### Directions
The whole listing below needs to be retyped without a single change.

### Data provided
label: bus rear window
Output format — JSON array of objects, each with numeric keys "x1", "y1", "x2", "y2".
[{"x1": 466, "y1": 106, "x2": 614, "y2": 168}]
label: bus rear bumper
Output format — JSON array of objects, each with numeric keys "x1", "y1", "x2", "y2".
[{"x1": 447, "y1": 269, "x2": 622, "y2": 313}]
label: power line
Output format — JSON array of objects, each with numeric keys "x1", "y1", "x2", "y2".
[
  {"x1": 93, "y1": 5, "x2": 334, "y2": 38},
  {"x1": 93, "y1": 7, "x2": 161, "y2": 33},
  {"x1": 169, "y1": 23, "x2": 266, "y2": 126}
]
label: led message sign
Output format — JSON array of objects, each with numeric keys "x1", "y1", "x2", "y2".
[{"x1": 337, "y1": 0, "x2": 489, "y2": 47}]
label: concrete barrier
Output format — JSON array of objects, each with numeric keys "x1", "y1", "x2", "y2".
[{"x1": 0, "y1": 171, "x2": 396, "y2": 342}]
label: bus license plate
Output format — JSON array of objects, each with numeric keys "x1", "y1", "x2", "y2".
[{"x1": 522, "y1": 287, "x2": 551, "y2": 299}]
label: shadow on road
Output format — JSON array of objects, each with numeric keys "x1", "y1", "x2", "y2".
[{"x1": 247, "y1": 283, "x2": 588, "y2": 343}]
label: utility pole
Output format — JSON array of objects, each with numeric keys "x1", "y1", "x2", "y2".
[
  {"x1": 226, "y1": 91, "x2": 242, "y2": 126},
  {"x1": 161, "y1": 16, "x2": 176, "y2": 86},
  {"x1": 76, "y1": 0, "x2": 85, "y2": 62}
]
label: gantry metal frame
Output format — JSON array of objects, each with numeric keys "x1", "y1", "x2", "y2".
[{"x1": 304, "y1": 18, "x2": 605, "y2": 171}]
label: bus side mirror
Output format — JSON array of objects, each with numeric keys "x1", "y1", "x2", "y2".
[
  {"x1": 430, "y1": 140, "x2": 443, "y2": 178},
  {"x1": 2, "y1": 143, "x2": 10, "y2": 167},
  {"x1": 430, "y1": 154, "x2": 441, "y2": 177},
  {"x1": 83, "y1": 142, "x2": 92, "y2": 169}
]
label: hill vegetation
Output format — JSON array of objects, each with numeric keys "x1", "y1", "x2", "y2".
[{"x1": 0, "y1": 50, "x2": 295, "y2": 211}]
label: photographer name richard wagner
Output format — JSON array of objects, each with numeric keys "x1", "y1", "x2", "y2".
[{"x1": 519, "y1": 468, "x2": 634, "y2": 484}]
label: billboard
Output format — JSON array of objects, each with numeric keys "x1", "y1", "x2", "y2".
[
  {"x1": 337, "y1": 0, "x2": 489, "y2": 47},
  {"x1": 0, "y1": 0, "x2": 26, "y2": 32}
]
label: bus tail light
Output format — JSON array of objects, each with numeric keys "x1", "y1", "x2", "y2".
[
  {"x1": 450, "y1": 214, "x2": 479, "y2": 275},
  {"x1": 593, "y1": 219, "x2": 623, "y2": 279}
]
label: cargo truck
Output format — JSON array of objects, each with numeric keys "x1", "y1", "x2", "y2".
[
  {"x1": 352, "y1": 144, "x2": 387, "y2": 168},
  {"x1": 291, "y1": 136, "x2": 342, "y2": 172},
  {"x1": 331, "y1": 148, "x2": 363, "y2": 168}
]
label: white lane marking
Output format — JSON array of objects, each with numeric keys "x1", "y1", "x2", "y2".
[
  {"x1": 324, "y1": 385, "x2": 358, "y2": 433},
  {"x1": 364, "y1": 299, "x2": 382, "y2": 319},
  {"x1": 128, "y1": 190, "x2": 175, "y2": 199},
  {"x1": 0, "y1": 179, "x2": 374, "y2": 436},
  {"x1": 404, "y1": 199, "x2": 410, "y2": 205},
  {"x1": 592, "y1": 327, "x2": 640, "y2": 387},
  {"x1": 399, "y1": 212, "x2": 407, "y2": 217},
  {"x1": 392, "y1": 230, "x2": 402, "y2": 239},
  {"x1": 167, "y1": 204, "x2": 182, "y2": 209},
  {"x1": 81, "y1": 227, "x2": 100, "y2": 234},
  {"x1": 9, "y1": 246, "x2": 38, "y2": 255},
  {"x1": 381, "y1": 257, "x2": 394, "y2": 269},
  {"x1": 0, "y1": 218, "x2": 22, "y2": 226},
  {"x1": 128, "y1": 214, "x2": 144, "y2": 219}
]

### Response box
label: bus rear window
Output format — JSON array of objects, each with numeric keys "x1", "y1", "x2", "y2".
[{"x1": 466, "y1": 106, "x2": 614, "y2": 168}]
label: bus rear bumper
Output format — JSON array of objects, each with numeric keys "x1", "y1", "x2", "y2".
[{"x1": 447, "y1": 269, "x2": 622, "y2": 313}]
label: power line
Output format — JSON array of objects, each with numeric keys "x1", "y1", "x2", "y2".
[
  {"x1": 93, "y1": 5, "x2": 334, "y2": 38},
  {"x1": 93, "y1": 7, "x2": 161, "y2": 33},
  {"x1": 169, "y1": 23, "x2": 266, "y2": 126}
]
label: led message sign
Output format — JSON array of objects, each with numeric keys "x1", "y1", "x2", "y2".
[{"x1": 337, "y1": 0, "x2": 489, "y2": 47}]
label: concrete barrier
Output format — JSON array of objects, each with numeric keys "x1", "y1", "x2", "y2".
[{"x1": 0, "y1": 171, "x2": 396, "y2": 342}]
label: bus license plate
Output format — JSON array of objects, each with numeric keys "x1", "y1", "x2", "y2".
[{"x1": 522, "y1": 287, "x2": 551, "y2": 299}]
label: shadow on road
Output format — JSON array of objects, each with numeric keys "x1", "y1", "x2", "y2".
[{"x1": 247, "y1": 283, "x2": 588, "y2": 343}]
label: utility pole
Output format — JSON array of objects, each with numeric keys "x1", "y1", "x2", "y2".
[
  {"x1": 226, "y1": 91, "x2": 242, "y2": 126},
  {"x1": 161, "y1": 16, "x2": 176, "y2": 86},
  {"x1": 76, "y1": 0, "x2": 85, "y2": 62}
]
label: gantry metal frame
Output format — JSON array of objects, each with numeric keys "x1", "y1", "x2", "y2".
[{"x1": 304, "y1": 18, "x2": 605, "y2": 171}]
label: bus side mirror
Output format — JSON array of objects, each with numeric keys "x1", "y1", "x2", "y2".
[
  {"x1": 430, "y1": 140, "x2": 443, "y2": 178},
  {"x1": 2, "y1": 143, "x2": 10, "y2": 167},
  {"x1": 430, "y1": 154, "x2": 441, "y2": 177},
  {"x1": 83, "y1": 142, "x2": 92, "y2": 169}
]
label: hill vegetation
Output format — JSON array of objects, each with numeric keys "x1", "y1", "x2", "y2".
[{"x1": 0, "y1": 50, "x2": 295, "y2": 211}]
label: photographer name richard wagner
Output format — JSON array of objects, each with numeric keys "x1", "y1", "x2", "y2".
[{"x1": 519, "y1": 468, "x2": 634, "y2": 484}]
label: billboard
Output format — JSON array of objects, each with numeric keys "x1", "y1", "x2", "y2".
[
  {"x1": 337, "y1": 0, "x2": 489, "y2": 47},
  {"x1": 0, "y1": 0, "x2": 26, "y2": 32}
]
label: bus tail light
Output format — JSON array of objects, each with numeric keys "x1", "y1", "x2", "y2".
[
  {"x1": 450, "y1": 214, "x2": 479, "y2": 275},
  {"x1": 593, "y1": 219, "x2": 623, "y2": 279}
]
label: cargo truck
Output format — JSON array of objects, each with numeric keys "x1", "y1", "x2", "y2".
[
  {"x1": 352, "y1": 144, "x2": 387, "y2": 168},
  {"x1": 291, "y1": 136, "x2": 342, "y2": 172},
  {"x1": 331, "y1": 148, "x2": 363, "y2": 168}
]
label: white lane marking
Output format — JSON array of objects, each with numeric keys "x1", "y1", "x2", "y2".
[
  {"x1": 324, "y1": 385, "x2": 358, "y2": 433},
  {"x1": 364, "y1": 299, "x2": 382, "y2": 319},
  {"x1": 128, "y1": 190, "x2": 175, "y2": 199},
  {"x1": 0, "y1": 179, "x2": 374, "y2": 436},
  {"x1": 404, "y1": 199, "x2": 410, "y2": 205},
  {"x1": 592, "y1": 327, "x2": 640, "y2": 387},
  {"x1": 399, "y1": 212, "x2": 407, "y2": 217},
  {"x1": 392, "y1": 230, "x2": 402, "y2": 239},
  {"x1": 167, "y1": 204, "x2": 182, "y2": 209},
  {"x1": 81, "y1": 227, "x2": 100, "y2": 234},
  {"x1": 9, "y1": 246, "x2": 38, "y2": 255},
  {"x1": 381, "y1": 257, "x2": 394, "y2": 269},
  {"x1": 0, "y1": 218, "x2": 22, "y2": 226},
  {"x1": 128, "y1": 214, "x2": 144, "y2": 219}
]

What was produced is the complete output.